» Task instructions:
(a) Based on the explanation of the astable multivibrator circuit, state whether each statement agrees with it: (i) when Q2 turns on, the right side of C2 is pulled down to 0V through the transistor; (ii) the left side of C2 is charged through resistor R2; (iii) pulling out either capacitor on a breadboard makes both LEDs go dark. Answer yes or no for each, quoting the deciding words.
(b) Edit the astable multivibrator explanation by reproducing everything from "But now that the" down to "and easy-to-understand circuit.", replacing "Q1" with "Q3" at each occurrence.
(c) Continue the explanation of the astable multivibrator circuit from the point at which it stops.

Source text: Begin

But the right side of C1 is also connected to 9V through the resistor R2, which means it is being charged.
That means the voltage is below 0.7V but rising.
The Turning Point
So, the voltage on the right side of C1 is rising.
And when it reaches 0.7V, the action starts!
When the right side of C1 reaches 0.7V, that means the base of transistor Q2 gets 0.7V on its base and turns on.
…which means the LED on the right also turns on.
But when Q2 turns on, something interesting happens with the voltages we had over the capacitor C2…
Getting a negative voltage
We had that C2 had 0.7V on its left side and 8V on its right side.
Or to say it in another way, the left side was 7.3V lower than the right side.
But now that Q2 turns on, the voltage on the right side of C2 is suddenly pulled down to 0V through the transistor.
The internal charge of the capacitor does not change though, so the left side keeps being 7.3V lower than the right side.
But now that the right side is 0V, that means the left side becomes 7.3V below 0!
Yes, that’s -7.3V.
Transistor Q1 gets minus on its base
With -7.3V on the left side of C2, the base of transistor Q1 also gets -7.3V on its base, which turns it off.
So now, the left LED and transistor have turned off. And the right LED and transistor have turned on.
The left side of C2 starts at -7.3V and is charged through resistor R3 and therefore rising. Since it connects to the base of transistor Q1, when it reaches 0.7V, Q1 turns on again.
And so it continues.
The two transistors keep alternating between on and off, which makes the two LEDs alternate between on and off.
Questions?
I had so much trouble understanding the astable multivibrator circuit when starting out. And it frustrated me because I was thinking it was a simple and easy-to-understand circuit.
But the truth is that you need to have a good understanding of the basics of electronics before you will be able to understand it.
And you should have looked at several much simpler circuits first. Something I take all my Ohmify students through. Curious? Click to learn more about Ohmify.
Did this explanation help you understand the circuit? Or are you just more confused than when starting out? Let me know your comments and questions in the comment field below!
cannonball says
I like your explanation, but to make it easier for a beginner to understand, the switching of these transistors is very fast.
The sole purpose of the capacitors is to turn off the transistor to which the – lead is connected and stays off until the capacitor discharges.
To prove that this happens using a breadboard, pull out either capacitor and both LEDs will light up.
admin says
Great addition, thanks for your comment!
Clayton Benignus says
How would I modify this circuit to become a 3-way Multivibrator?
admin says
You mean 1 out of 3 LEDs on at a time? Then I’d introduce a counter, like the 4017, and have it reset itself after 3 counts.

Source text: End
Provided information: Begin

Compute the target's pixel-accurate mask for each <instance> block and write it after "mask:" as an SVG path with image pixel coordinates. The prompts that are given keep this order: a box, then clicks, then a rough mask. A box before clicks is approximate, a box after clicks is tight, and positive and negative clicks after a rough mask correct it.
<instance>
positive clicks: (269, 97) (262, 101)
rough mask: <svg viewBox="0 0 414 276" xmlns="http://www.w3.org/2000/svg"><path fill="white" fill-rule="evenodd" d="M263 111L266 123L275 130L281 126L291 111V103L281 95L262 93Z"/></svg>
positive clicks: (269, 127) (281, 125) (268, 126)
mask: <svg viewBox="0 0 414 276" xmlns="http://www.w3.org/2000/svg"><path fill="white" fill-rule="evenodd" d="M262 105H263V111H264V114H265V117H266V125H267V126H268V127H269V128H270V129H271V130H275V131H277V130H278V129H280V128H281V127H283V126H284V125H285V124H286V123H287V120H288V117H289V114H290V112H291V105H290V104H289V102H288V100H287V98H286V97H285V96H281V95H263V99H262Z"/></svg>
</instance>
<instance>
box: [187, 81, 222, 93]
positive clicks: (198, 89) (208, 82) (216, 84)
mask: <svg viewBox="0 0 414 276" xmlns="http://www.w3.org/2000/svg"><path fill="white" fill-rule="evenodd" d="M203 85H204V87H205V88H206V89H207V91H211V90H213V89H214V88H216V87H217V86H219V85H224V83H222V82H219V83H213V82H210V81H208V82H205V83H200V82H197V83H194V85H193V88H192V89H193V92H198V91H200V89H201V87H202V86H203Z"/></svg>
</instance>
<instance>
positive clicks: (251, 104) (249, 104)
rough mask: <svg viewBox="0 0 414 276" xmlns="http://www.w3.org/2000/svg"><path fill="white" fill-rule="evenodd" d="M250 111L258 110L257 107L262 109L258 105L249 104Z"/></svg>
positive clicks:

Provided information: End

» Answers for each item:
(a)
(i) Yes: "the voltage on the right side of C2 is suddenly pulled down to 0V through the transistor."
(ii) No: "The left side of C2 starts at -7.3V and is charged through resistor R3 and therefore rising."
(iii) No: "pull out either capacitor and both LEDs will light up."

(b)
But now that the right side is 0V, that means the left side becomes 7.3V below 0!
Yes, that’s -7.3V.
Transistor Q3 gets minus on its base
With -7.3V on the left side of C2, the base of transistor Q3 also gets -7.3V on its base, which turns it off.
So now, the left LED and transistor have turned off. And the right LED and transistor have turned on.
The left side of C2 starts at -7.3V and is charged through resistor R3 and therefore rising. Since it connects to the base of transistor Q3, when it reaches 0.7V, Q3 turns on again.
And so it continues.
The two transistors keep alternating between on and off, which makes the two LEDs alternate between on and off.
Questions?
I had so much trouble understanding the astable multivibrator circuit when starting out. And it frustrated me because I was thinking it was a simple and easy-to-understand circuit.

(c)
phil says
Excellent explanation!
this is VERY good, clear and easy to understand.
at last, I get it !
thanks heaps and keep up the good work.
admin says
Glad you liked it!
Oyvind
Rudra says
What an excellent explanation for astable multivibrator. Just a question though, is there is a rule of thumb in deciding what resistors to use for R1/R2 and R3/R4 as shown in the accompanying diagram in the above article? I see that both R1 and R4 are 470 ohms and R2 and R3 are 47K ohms.
admin says
Hey Rudra,
R1 and R4 control the brightness of the LEDs. You can use this article to decide on their values:
http://build-electronic-circuits.com/current-limiting-resistor
R2 and R3 control the current the charges the capacitors. The more current that flows, the faster the capacitors charge, and the faster the LEDs blink. This means that lower resistance equals faster blinking and vice-versa.
Best,
Oyvind
Preshila says
I understand electronics, but i have never been confident of making an electronic device; especially those having TRANSISTORS and ICs, but this multivibrator worked, despite i used two different transistors (13001 & 8050 ).
Though it did not work instantly because :
I used an already used PCB
and
I used different values of components; which caused the the LED to blink very fast.
But after reading how the circuit works; i was then able to find a suitable resistor that would give me the desired frequency at which the LED would blink.
admin says
That’s really cool to hear!
Best,
Oyvind
Tony says
Very good explanation of a basic concept. Not all in electronics are chips.
Alexander says
Excellent explanation…but Im struggling with one tiny concept around the voltages on the base of the transistors.
As the base of both transistors has a hard connection to +9v, why do they ever actually turn off? The way my mind keeps seeing it is they are essentially in parallel with their controlling capacitor..so how come the bases dont just get a hard 9v on them?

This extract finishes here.